Problem statement -
Below are the records; reproduce all of them exactly but without any images.

— START OF Records shown —

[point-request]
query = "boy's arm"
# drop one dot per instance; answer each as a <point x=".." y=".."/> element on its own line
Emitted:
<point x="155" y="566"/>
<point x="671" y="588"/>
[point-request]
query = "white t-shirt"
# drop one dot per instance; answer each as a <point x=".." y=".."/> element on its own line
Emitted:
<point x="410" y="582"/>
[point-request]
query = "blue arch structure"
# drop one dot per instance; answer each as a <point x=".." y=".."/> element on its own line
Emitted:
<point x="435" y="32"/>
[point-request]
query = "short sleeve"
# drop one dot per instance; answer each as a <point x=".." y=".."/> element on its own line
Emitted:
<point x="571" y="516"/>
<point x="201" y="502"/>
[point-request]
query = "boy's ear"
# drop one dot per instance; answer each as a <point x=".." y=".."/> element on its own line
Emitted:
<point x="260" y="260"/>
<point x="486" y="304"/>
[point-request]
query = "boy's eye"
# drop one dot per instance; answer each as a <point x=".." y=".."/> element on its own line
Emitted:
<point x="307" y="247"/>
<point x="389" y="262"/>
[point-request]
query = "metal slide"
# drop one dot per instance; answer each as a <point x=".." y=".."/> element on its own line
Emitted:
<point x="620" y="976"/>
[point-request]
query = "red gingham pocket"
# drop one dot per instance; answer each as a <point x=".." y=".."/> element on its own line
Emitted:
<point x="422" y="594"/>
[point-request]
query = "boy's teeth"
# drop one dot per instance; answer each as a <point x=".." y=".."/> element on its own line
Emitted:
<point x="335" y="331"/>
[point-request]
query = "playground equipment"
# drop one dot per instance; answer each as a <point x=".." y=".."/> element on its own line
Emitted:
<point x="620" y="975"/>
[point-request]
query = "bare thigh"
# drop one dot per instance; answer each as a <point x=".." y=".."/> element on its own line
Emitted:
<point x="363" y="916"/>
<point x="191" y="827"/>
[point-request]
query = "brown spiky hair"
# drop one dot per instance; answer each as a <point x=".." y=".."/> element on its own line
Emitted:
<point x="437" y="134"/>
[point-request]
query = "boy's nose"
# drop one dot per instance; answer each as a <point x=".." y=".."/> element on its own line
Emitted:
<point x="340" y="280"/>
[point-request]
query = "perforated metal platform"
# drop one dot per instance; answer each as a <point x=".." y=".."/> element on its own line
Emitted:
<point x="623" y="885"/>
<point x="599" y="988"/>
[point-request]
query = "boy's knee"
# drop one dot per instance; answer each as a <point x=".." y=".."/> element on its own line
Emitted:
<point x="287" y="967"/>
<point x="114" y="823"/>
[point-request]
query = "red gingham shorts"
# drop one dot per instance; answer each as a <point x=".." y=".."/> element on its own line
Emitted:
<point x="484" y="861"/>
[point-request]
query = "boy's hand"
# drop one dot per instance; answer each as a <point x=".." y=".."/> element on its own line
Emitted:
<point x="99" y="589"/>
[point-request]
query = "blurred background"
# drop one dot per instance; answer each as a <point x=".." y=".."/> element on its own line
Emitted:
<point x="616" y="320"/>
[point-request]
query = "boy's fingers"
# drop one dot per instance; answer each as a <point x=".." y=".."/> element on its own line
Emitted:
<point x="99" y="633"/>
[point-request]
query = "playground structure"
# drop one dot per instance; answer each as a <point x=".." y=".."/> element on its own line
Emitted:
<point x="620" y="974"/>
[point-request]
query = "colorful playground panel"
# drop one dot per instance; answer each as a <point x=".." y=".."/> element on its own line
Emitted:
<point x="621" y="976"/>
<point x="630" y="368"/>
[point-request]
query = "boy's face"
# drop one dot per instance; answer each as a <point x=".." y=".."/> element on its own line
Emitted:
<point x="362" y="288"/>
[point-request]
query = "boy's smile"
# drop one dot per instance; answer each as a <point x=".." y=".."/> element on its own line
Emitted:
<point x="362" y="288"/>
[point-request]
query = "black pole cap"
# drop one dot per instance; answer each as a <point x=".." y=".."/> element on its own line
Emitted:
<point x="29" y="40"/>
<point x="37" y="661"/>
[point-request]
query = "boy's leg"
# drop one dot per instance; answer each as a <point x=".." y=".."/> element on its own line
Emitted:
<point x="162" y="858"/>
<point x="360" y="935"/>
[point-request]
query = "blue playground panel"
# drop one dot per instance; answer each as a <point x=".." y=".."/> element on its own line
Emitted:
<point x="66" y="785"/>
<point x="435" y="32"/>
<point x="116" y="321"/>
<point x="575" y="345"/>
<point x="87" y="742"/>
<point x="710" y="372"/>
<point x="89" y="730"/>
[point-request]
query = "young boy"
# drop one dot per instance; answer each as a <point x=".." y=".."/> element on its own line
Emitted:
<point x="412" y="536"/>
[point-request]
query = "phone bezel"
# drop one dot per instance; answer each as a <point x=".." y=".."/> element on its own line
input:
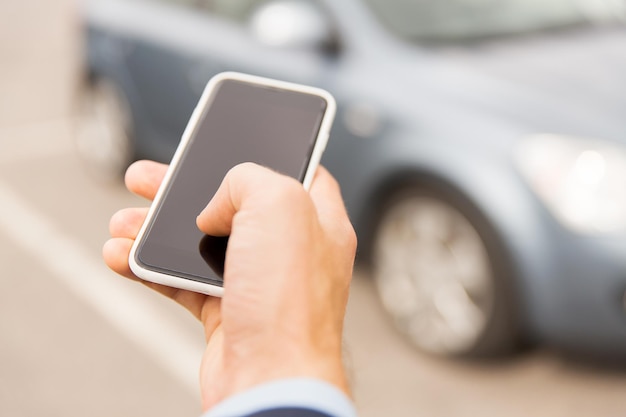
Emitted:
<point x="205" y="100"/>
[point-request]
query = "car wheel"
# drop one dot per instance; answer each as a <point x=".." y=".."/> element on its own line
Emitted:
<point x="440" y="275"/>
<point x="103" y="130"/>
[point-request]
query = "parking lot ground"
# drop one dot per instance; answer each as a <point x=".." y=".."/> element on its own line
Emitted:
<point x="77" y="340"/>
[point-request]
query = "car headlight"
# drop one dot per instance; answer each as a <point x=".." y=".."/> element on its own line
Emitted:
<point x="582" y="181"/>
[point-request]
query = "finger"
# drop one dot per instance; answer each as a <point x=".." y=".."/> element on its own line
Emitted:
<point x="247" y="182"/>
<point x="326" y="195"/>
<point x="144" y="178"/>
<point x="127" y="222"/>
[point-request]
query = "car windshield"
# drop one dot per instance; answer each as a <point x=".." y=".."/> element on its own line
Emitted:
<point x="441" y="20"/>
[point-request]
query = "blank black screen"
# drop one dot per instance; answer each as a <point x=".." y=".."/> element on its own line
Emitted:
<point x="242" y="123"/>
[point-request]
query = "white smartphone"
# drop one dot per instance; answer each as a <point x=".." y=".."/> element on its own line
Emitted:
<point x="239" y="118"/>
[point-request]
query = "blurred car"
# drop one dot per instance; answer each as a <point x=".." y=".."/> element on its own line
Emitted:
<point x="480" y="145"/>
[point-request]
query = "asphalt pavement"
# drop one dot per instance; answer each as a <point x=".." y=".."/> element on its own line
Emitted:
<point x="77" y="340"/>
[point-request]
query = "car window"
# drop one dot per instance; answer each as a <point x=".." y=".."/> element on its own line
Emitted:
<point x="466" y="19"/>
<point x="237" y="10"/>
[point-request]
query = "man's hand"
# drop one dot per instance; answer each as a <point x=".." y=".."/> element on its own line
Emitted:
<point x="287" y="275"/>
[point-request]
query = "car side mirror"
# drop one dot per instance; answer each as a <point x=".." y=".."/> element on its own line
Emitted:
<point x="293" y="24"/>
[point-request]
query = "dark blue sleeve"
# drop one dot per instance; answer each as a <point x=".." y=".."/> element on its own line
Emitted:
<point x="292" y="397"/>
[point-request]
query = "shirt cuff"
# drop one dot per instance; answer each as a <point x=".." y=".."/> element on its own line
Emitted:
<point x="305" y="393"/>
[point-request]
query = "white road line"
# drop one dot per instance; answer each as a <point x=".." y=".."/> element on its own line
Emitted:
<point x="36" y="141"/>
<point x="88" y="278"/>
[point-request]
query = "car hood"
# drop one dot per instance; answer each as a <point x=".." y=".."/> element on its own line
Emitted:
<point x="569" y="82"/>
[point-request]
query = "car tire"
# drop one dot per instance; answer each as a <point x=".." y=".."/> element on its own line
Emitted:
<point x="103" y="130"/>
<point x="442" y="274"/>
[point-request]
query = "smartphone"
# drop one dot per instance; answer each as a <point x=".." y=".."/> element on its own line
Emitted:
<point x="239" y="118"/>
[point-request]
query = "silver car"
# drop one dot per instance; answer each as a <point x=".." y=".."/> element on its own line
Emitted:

— END OF Records shown —

Exercise response -
[point-request]
query = "boy's arm"
# drop one dot per instance; answer each as a <point x=".." y=".."/> element on its own line
Emitted:
<point x="155" y="566"/>
<point x="671" y="588"/>
[point-request]
query = "white t-shirt"
# drop one dot per instance; answer each as a <point x=".." y=".."/> element on its own line
Emitted:
<point x="410" y="582"/>
[point-request]
query = "blue arch structure"
# drop one dot per instance; answer each as a <point x=".." y=".."/> element on its own line
Emitted:
<point x="435" y="32"/>
[point-request]
query = "short sleeve"
# drop one dot per instance; answer each as a <point x=".." y=".."/> element on its own line
Emitted:
<point x="571" y="516"/>
<point x="201" y="502"/>
[point-request]
query = "boy's ear"
# drop one dot per instance; answer each as a <point x=".." y=".."/> element on its own line
Emitted:
<point x="260" y="260"/>
<point x="486" y="304"/>
[point-request]
query = "boy's eye"
# drop one dot per instance; answer each as a <point x=".." y=".."/> element on its own line
Emitted:
<point x="307" y="247"/>
<point x="389" y="262"/>
[point-request]
query = "metal slide"
# drop one dot per instance; answer each as a <point x=".." y=".."/> element on its own line
Emitted:
<point x="620" y="976"/>
[point-request]
query = "red gingham pocket"
# drop one dot per instance; answer each as a <point x=".." y=".."/> element on its own line
Emitted:
<point x="422" y="594"/>
[point-request]
query = "boy's teeth"
# drop one dot per instance; answer each as a <point x=".." y=".."/> element on its own line
Emitted:
<point x="335" y="331"/>
[point-request]
query = "playground equipment"
# drop one dot per instance; answer each as a <point x=".." y=".."/> element on its own line
Emitted:
<point x="620" y="975"/>
[point-request]
query = "bare thigh"
# drop one dot per instance; answer each as a <point x=".." y=".."/> element on its own line
Emitted:
<point x="363" y="916"/>
<point x="191" y="827"/>
[point-request]
query = "brown spiky hair"
# drop one dot per instance; answer each as a <point x=".." y=".."/> element on its own line
Emitted:
<point x="437" y="134"/>
[point-request]
query = "boy's nose"
# drop one dot per instance; answer each as a <point x=".." y=".."/> element on its own line
Emitted:
<point x="340" y="280"/>
[point-request]
query = "perforated metal platform"
# drop one dot per instance; answer each as a <point x=".." y=".."/> element on its own line
Emitted:
<point x="623" y="885"/>
<point x="599" y="988"/>
[point-request]
query = "boy's knee"
# drop one dot per instance; answer each as a <point x=".." y=".."/> element on its own line
Emitted:
<point x="287" y="967"/>
<point x="114" y="823"/>
[point-request]
query = "red gingham shorts"
# drop one dot per instance; answer each as a <point x=".." y=".."/> element on its own line
Emitted:
<point x="484" y="861"/>
[point-request]
query = "boy's hand"
# drop one dot per instance; answer each as a <point x=".." y=".."/> element on its own line
Emitted:
<point x="99" y="589"/>
[point-request]
query = "blurred background"
# drop one dot per instance; answer each as a <point x=".." y=".."/> element on its own line
Emitted:
<point x="616" y="320"/>
[point-request]
query = "boy's fingers"
# drop one dot per instance; answer each as a <point x=".." y=".."/> element on its own line
Emitted:
<point x="99" y="633"/>
[point-request]
query = "playground structure"
# drop one dot per instance; answer each as a <point x=".." y=".."/> element on its own line
Emitted:
<point x="620" y="974"/>
[point-request]
query = "colorful playground panel"
# drop one dot per instance; answer each as a <point x=".." y=".."/> element on its own line
Emitted:
<point x="621" y="976"/>
<point x="630" y="368"/>
[point-request]
query = "boy's face"
# drop one dot per instance; answer each as a <point x=".." y=".."/> element on its own line
Emitted:
<point x="362" y="288"/>
[point-request]
query = "boy's smile"
# drop one dot per instance; answer each as a <point x=".." y=".."/> element on its own line
Emitted:
<point x="362" y="288"/>
[point-request]
query = "black pole cap"
# drop one dot per instance; answer each as a <point x=".." y=".."/> element on its own line
Emitted:
<point x="29" y="40"/>
<point x="37" y="661"/>
[point-request]
query = "boy's leg"
# drop one dot per instance; answer each as a <point x=".." y=".."/> element on its own line
Emitted:
<point x="162" y="858"/>
<point x="360" y="935"/>
[point-request]
query = "blue playground panel"
# drop one dot per instance; answer each as a <point x=".." y=".."/> element on its own line
Emitted:
<point x="66" y="785"/>
<point x="435" y="32"/>
<point x="116" y="321"/>
<point x="575" y="345"/>
<point x="87" y="742"/>
<point x="710" y="372"/>
<point x="89" y="730"/>
[point-request]
query = "young boy"
# drop one dot per instance; answer each as a <point x=".." y=".."/> element on its own line
Emitted:
<point x="412" y="536"/>
[point-request]
query = "phone bezel"
# drop one dot per instance; answer each as a <point x=".." y=".."/> element on its own line
input:
Emitted:
<point x="205" y="100"/>
[point-request]
query = "car wheel"
# drop one dot per instance; answer each as a <point x=".." y=".."/> element on its own line
Emitted:
<point x="440" y="275"/>
<point x="103" y="130"/>
[point-request]
query = "parking lot ground"
# drop one dot per instance; answer each as a <point x=".." y=".."/> element on its own line
Emitted:
<point x="77" y="340"/>
[point-request]
query = "car headlight"
# drop one dot per instance; answer each as a <point x=".." y=".."/> element on its own line
Emitted:
<point x="582" y="181"/>
[point-request]
query = "finger"
# drop one dot per instance; answer each as a <point x=".." y=".."/> element on its own line
Emitted:
<point x="247" y="182"/>
<point x="326" y="195"/>
<point x="144" y="178"/>
<point x="127" y="222"/>
[point-request]
query = "car windshield"
# drop one dot per instance; answer each as a <point x=".." y=".."/> element on its own line
Emitted:
<point x="441" y="20"/>
[point-request]
query = "blank black screen"
# drop one dot per instance; answer each as a <point x=".." y=".."/> element on its own line
Emitted:
<point x="242" y="123"/>
[point-request]
query = "white smartphone"
# drop one dot per instance; answer each as a <point x=".." y=".."/> element on its own line
Emitted:
<point x="239" y="118"/>
[point-request]
query = "blurred car"
# drop one dot per instance; answer each as a <point x=".." y=".."/> element on its own line
Emitted:
<point x="480" y="145"/>
[point-request]
query = "asphalt pavement"
# drop one dot per instance; answer each as a <point x=".." y=".."/> element on its own line
Emitted:
<point x="77" y="340"/>
[point-request]
query = "car window"
# drop one dot per instance; answer each as a <point x=".." y=".."/> element on its own line
Emitted:
<point x="466" y="19"/>
<point x="237" y="10"/>
[point-request]
query = "man's hand"
# drop one dot per instance; answer each as a <point x=".." y=".."/> element on its own line
Emitted:
<point x="287" y="275"/>
[point-request]
query = "car side mirror"
# drop one dot per instance; answer each as a <point x=".." y=".."/> element on its own line
Emitted:
<point x="293" y="24"/>
[point-request]
query = "dark blue sleeve"
# drop one dot per instance; answer each as a <point x=".." y=".."/> element on its own line
Emitted:
<point x="292" y="397"/>
[point-request]
query = "shirt cuff"
# drop one dot per instance; answer each as a <point x=".." y=".."/> element on its own line
Emitted:
<point x="305" y="393"/>
[point-request]
query = "white road line"
# drop one dot per instance; answer each as a <point x=".." y=".."/> element on its own line
Emitted:
<point x="36" y="141"/>
<point x="88" y="278"/>
[point-request]
query = "car hood"
# drop one dot per instance; answer each as a <point x=".." y=".."/> element on its own line
Emitted:
<point x="569" y="82"/>
[point-request]
query = "car tire"
# drop one dot per instance; answer each as a <point x=".." y=".."/> element on its own line
Emitted:
<point x="103" y="130"/>
<point x="442" y="274"/>
[point-request]
query = "smartphone"
# drop one dot per instance; answer each as a <point x=".." y=".."/> element on its own line
Emitted:
<point x="239" y="118"/>
[point-request]
query = "silver car"
# drop one dot per instance; answer each as a <point x=".." y=".."/> element on its own line
Emitted:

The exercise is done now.